Source:
begin

David Emmanuel, a factory worker, said he saw two truck loads of bodies being driven along Kano streets on Wednesday night and counted at least 30 corpses in the street.
Two Reuters correspondents have seen another 35 bodies, most of them burned or mutilated with knives.
"Hundreds of people were killed," said Mark Amani, a leader of minority Christians originating from nearby Kaduna state.
"Some corpses were burned in wells. Even little children were killed. The bodies of pregnant women were ripped open and their bodies burned."
Thousands of Christians who fled their homes across the city took refuge in police barracks.
Nigerian authorities routinely underestimate death tolls from religious violence in the belief the true figures could spark reprisal attacks.
Heavy security was visible in other main cities across the oil exporting nation to prevent the violence spreading.
The government gave security forces in Kano the order to shoot rioters on sight on Wednesday, and a group of Muslims complained that police had shot innocent civilians.

end

Given problem 1:
Could you repeat the passage of the Kano report from "Two Reuters correspondents" to "the violence spreading."?

Given records:
begin

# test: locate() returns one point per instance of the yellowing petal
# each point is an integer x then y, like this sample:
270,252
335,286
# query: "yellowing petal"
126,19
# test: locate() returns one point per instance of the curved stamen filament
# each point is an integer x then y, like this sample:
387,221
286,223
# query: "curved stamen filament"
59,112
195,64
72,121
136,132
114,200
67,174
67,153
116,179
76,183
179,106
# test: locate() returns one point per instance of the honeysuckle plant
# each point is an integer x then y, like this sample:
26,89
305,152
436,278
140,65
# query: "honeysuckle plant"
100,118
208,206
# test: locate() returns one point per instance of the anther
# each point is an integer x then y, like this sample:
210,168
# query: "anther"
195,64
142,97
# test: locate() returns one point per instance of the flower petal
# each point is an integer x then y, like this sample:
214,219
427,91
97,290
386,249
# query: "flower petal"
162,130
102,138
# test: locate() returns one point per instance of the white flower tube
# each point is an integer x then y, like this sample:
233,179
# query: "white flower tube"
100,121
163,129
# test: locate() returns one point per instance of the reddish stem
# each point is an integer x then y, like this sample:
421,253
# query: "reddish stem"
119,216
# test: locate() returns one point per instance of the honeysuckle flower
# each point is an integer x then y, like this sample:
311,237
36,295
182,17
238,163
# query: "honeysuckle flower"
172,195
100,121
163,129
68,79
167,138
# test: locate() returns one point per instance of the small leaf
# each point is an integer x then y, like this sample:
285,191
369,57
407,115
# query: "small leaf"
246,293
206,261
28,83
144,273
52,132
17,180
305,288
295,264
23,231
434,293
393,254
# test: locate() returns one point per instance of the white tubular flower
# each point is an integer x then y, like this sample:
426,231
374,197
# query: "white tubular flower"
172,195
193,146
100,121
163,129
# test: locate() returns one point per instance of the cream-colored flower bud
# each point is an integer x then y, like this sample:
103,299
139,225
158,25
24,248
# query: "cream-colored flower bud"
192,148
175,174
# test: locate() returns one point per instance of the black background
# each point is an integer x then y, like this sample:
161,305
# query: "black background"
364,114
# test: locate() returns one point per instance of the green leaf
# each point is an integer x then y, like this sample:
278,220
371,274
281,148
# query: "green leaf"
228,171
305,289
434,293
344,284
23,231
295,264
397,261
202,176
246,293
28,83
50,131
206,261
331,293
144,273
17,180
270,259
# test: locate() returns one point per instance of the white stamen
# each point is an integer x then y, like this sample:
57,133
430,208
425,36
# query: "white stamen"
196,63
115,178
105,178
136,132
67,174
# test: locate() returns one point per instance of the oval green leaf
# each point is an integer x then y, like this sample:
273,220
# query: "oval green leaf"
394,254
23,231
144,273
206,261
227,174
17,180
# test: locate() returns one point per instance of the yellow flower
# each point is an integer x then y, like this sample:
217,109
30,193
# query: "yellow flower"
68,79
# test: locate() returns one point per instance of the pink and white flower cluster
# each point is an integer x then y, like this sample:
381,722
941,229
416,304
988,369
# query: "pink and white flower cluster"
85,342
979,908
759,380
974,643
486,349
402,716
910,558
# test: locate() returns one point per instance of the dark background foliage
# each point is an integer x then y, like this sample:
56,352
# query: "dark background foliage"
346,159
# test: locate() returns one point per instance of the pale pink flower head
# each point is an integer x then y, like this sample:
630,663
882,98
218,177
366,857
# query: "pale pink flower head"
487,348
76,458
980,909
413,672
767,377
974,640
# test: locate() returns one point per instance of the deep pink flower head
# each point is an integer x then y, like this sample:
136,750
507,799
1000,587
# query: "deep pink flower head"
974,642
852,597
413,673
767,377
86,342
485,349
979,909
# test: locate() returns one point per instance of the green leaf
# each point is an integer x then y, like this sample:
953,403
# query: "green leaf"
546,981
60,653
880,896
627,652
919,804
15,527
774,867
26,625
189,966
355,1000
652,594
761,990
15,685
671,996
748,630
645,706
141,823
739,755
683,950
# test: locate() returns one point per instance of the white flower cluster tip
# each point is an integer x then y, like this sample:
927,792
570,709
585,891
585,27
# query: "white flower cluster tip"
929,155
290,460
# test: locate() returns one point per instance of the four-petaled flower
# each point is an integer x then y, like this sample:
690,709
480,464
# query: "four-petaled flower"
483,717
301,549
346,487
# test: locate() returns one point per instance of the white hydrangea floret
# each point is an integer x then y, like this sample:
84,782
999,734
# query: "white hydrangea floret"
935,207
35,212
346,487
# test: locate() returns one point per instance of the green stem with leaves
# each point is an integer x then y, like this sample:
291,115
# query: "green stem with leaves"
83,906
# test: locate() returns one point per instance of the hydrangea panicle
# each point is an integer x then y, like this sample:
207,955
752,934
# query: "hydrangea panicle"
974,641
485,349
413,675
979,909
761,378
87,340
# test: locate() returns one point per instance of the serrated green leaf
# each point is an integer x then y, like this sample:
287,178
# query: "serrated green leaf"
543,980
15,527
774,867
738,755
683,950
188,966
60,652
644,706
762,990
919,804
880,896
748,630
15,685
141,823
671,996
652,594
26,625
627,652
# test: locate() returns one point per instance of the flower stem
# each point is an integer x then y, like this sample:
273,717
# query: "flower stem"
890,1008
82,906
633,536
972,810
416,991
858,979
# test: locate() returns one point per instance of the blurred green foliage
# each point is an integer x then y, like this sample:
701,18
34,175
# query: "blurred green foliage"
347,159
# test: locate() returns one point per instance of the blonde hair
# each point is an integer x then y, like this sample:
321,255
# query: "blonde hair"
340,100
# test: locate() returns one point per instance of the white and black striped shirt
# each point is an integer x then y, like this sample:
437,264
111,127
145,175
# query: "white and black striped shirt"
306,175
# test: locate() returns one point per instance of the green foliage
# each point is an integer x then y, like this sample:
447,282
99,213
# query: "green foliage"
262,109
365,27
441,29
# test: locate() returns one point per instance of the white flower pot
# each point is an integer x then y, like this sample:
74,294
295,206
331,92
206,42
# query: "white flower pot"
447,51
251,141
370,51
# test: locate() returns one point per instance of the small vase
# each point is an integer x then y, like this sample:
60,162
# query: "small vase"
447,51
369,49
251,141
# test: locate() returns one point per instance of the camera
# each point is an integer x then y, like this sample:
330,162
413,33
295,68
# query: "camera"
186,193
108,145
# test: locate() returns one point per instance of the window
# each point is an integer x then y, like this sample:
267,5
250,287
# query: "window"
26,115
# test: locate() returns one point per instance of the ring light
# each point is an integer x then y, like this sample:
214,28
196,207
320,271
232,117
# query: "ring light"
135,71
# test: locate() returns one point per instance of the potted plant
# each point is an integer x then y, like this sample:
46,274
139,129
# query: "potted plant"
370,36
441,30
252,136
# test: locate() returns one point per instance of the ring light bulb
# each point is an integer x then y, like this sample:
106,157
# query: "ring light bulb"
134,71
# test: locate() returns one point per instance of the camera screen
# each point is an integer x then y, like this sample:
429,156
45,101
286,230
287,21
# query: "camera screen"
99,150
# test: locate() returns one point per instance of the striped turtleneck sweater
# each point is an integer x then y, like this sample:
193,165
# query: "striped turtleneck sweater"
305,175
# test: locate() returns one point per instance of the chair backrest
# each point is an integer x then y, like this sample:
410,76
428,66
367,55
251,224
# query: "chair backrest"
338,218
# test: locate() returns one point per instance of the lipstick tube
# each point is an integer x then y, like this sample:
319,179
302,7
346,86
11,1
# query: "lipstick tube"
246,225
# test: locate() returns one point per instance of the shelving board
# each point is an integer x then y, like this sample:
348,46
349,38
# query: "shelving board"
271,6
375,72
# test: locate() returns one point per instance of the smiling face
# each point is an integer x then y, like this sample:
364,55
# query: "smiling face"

end

Given problem 2:
Reproduce the rows from the line with "# test: locate() returns one point per instance of the shelving" through the end of the rows, including both the starting line and the last line.

Finished answer 1:
Two Reuters correspondents have seen another 35 bodies, most of them burned or mutilated with knives.
"Hundreds of people were killed," said Mark Amani, a leader of minority Christians originating from nearby Kaduna state.
"Some corpses were burned in wells. Even little children were killed. The bodies of pregnant women were ripped open and their bodies burned."
Thousands of Christians who fled their homes across the city took refuge in police barracks.
Nigerian authorities routinely underestimate death tolls from religious violence in the belief the true figures could spark reprisal attacks.
Heavy security was visible in other main cities across the oil exporting nation to prevent the violence spreading.

Finished answer 2:
# test: locate() returns one point per instance of the shelving board
# each point is an integer x then y, like this sample:
348,46
349,38
# query: "shelving board"
271,6
375,72
# test: locate() returns one point per instance of the smiling face
# each point is an integer x then y, like this sample:
364,55
# query: "smiling face"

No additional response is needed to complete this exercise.